*** Page text ***

There are several beaches north of Agadir, which all offer a good alternative to the local beach in town. The beaches have mountains on all sides, are wide, clean and have many necessary amenities. The largest and most popular ones are: Tamawanza (12 km), Aitswal Beach, Imouran (17 km), Taghazout beach (19 km), Du lkhmiss 20, Bouyirdn (21 km), Timzguida allal (22 km), Imiouadar (27 km), and Aghroud (30 km).

Surfing is now a common activity for visitors. Morocco is known for its long right-hand point breaks which are consistent and relatively uncrowded. The most famous of which, Anchor Point, is located 3 km to the north of the village. In the right conditions this point can take you on a 2 km ride, starting at Anchor Point, joining up with Hash Point and ending on the beach break at Panorama's. There are several other beaches in and around the area making it an ideal destination for all levels of surfing skill. The waves work best between September and April especially for advanced surfers, receiving similar conditions to that of mainland Europe, but with the warm waters of the Moroccan Atlantic up to 21 degrees.

== Taghazout Bay ==
The site Taghazout-Argana Bay is 15 kilometres north of Agadir. It is intended to become the first seaside resort in Morocco, 300 km from Marrakesh, the first cultural and tourist centre of the country and 180 kilometres from the city of Essaouira.

Taghazout Bay is part of the Moroccan national tourism strategy ‘Vision 2030’. It is expected (September 2018) to provide the implementation of 8000 beds (5800 hotels), with closer and more environmentally friendly tourism development, "Taghazout eco-resort." It further provides for a village of surfers, a village green holiday, camping with international standards, a 17-hole golf course, cafes, restaurants, shops and galleries.

***

To do
• 1. In the text on the coast north of Agadir, which surf point is named as the most famous?
• 2. Print the part of the text on the coast north of Agadir that opens with the words "Taghazout Bay is" and closes with "shops and galleries.".
The items after the text are not needed.

*** Data shown ***

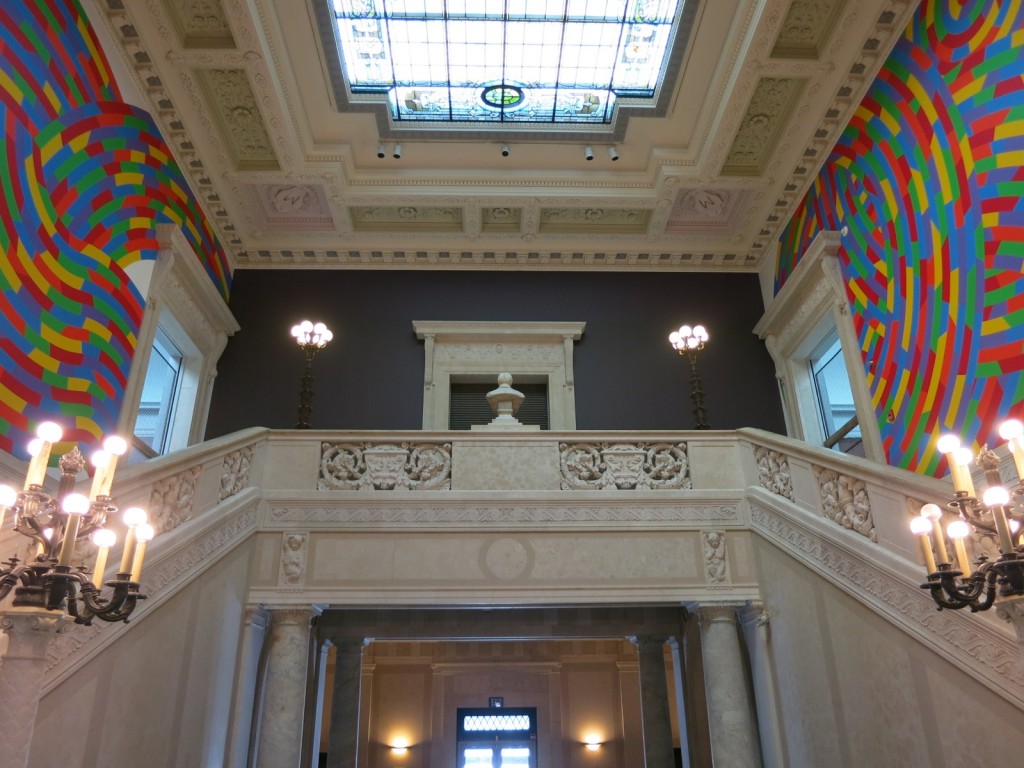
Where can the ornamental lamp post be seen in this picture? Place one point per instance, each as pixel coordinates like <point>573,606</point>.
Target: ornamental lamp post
<point>311,337</point>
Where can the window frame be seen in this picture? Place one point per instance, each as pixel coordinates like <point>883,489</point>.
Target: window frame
<point>810,306</point>
<point>181,301</point>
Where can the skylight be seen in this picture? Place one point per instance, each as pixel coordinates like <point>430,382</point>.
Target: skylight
<point>505,60</point>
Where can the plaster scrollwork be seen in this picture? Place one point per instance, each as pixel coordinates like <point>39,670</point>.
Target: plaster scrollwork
<point>716,557</point>
<point>235,472</point>
<point>293,560</point>
<point>773,471</point>
<point>844,500</point>
<point>349,466</point>
<point>172,500</point>
<point>624,466</point>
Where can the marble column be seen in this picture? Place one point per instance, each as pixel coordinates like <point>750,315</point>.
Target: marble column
<point>29,632</point>
<point>754,621</point>
<point>654,702</point>
<point>257,625</point>
<point>344,735</point>
<point>281,732</point>
<point>734,740</point>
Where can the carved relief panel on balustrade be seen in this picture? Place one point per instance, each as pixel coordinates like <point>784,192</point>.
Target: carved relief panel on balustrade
<point>624,466</point>
<point>844,500</point>
<point>367,466</point>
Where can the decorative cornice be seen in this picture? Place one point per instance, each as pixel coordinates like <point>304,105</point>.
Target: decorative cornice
<point>396,513</point>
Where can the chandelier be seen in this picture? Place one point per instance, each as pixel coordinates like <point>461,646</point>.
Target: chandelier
<point>50,579</point>
<point>996,515</point>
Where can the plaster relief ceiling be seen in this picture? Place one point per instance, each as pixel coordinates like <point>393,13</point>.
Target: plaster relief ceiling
<point>293,172</point>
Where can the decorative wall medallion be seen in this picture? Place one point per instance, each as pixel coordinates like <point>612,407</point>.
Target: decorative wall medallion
<point>634,466</point>
<point>844,500</point>
<point>349,466</point>
<point>716,559</point>
<point>235,472</point>
<point>293,559</point>
<point>172,500</point>
<point>773,471</point>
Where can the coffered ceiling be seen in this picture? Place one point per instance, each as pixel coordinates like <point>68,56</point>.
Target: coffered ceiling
<point>289,171</point>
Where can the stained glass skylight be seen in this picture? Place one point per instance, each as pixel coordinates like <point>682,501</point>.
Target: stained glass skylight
<point>505,60</point>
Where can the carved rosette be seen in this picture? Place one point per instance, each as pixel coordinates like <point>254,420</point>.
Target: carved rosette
<point>624,466</point>
<point>235,472</point>
<point>172,501</point>
<point>773,471</point>
<point>844,500</point>
<point>349,466</point>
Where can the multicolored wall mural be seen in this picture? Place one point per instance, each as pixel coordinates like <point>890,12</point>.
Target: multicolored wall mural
<point>85,179</point>
<point>929,179</point>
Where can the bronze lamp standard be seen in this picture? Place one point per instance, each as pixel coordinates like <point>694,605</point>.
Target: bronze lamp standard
<point>311,337</point>
<point>689,341</point>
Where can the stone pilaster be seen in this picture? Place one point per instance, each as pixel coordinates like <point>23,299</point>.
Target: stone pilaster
<point>343,739</point>
<point>29,633</point>
<point>253,637</point>
<point>734,741</point>
<point>281,733</point>
<point>754,621</point>
<point>654,702</point>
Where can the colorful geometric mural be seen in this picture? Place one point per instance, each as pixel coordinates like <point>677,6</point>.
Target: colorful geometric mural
<point>85,179</point>
<point>929,179</point>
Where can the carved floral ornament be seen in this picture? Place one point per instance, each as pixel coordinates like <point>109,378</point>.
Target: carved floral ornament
<point>624,466</point>
<point>366,466</point>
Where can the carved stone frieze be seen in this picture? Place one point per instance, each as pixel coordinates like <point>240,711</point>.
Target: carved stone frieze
<point>634,466</point>
<point>844,500</point>
<point>716,557</point>
<point>497,513</point>
<point>172,500</point>
<point>235,472</point>
<point>349,466</point>
<point>773,471</point>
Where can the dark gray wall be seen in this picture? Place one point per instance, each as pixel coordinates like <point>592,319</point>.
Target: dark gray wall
<point>371,376</point>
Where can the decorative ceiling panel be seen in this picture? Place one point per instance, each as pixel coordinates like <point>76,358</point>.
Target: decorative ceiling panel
<point>201,24</point>
<point>768,114</point>
<point>230,97</point>
<point>406,219</point>
<point>592,220</point>
<point>806,29</point>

***

Solutions in order
• 1. Anchor Point.

• 2.
Taghazout Bay is part of the Moroccan national tourism strategy ‘Vision 2030’. It is expected (September 2018) to provide the implementation of 8000 beds (5800 hotels), with closer and more environmentally friendly tourism development, "Taghazout eco-resort." It further provides for a village of surfers, a village green holiday, camping with international standards, a 17-hole golf course, cafes, restaurants, shops and galleries.